** BEGIN Records supplied **

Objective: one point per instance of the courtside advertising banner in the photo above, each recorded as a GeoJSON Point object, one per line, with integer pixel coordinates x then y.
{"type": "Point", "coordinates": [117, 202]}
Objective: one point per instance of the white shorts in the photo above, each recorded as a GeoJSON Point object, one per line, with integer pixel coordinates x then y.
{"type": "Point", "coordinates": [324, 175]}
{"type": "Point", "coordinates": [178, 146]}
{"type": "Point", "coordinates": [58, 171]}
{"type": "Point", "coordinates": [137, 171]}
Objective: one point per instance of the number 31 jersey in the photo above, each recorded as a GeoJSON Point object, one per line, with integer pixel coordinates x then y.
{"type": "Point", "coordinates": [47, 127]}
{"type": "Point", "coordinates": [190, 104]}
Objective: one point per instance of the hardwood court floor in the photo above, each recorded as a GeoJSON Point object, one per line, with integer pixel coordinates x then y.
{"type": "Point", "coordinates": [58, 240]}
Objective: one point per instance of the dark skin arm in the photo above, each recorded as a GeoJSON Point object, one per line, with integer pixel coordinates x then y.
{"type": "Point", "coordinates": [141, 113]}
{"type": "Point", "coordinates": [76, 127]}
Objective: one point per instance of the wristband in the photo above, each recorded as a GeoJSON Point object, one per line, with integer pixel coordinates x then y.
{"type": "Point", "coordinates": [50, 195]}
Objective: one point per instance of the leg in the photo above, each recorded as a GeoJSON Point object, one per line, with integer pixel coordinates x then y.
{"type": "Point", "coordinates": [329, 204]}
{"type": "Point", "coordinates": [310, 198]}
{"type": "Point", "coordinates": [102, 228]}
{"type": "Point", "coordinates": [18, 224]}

** END Records supplied **

**Goal:** Lay out every line of the material above as a JSON list of strings, one string per line, leaving out any blank lines.

**Completed task:**
[
  "Objective: one point per instance of the courtside advertising banner in the photo above, each recorded as a GeoJSON Point object, one per line, with integer pixel coordinates x then y.",
  "{\"type\": \"Point\", \"coordinates\": [117, 202]}",
  "Objective: one point per instance of the white shorts in the photo above, each recorded as a GeoJSON Point object, one per line, with integer pixel coordinates x then y.",
  "{\"type\": \"Point\", \"coordinates\": [324, 175]}",
  "{\"type\": \"Point\", \"coordinates\": [178, 146]}",
  "{\"type\": \"Point\", \"coordinates\": [58, 171]}",
  "{\"type\": \"Point\", \"coordinates\": [137, 171]}",
  "Objective: one point per instance of the number 31 jersey in the photo above, each recorded as a GeoJSON Point object, one per line, with integer pixel coordinates x then y.",
  "{\"type\": \"Point\", \"coordinates\": [47, 127]}",
  "{\"type\": \"Point\", \"coordinates\": [190, 104]}",
  "Objective: one point per instance of the hardwood court floor in the photo above, each recorded as a GeoJSON Point object, one per line, with integer pixel coordinates x then y.",
  "{\"type\": \"Point\", \"coordinates\": [58, 240]}",
  "Objective: one point per instance of the dark skin arm in the photo above, each recorded as a GeoJSON Point object, one per line, with integer pixel coordinates x then y.",
  "{\"type\": \"Point\", \"coordinates\": [141, 113]}",
  "{\"type\": \"Point\", \"coordinates\": [76, 127]}",
  "Objective: one point per instance of the wristband in the photo above, each recorded as a GeoJSON Point object, one per line, with integer pixel coordinates x then y.",
  "{\"type\": \"Point\", \"coordinates\": [50, 195]}",
  "Objective: one point per instance of the leg in the photo above, each recorded as a GeoJSON Point object, one per line, with integer pixel coordinates x then y.",
  "{\"type\": \"Point\", \"coordinates\": [329, 204]}",
  "{\"type\": \"Point\", \"coordinates\": [310, 198]}",
  "{\"type\": \"Point\", \"coordinates\": [102, 228]}",
  "{\"type\": \"Point\", \"coordinates\": [18, 224]}"
]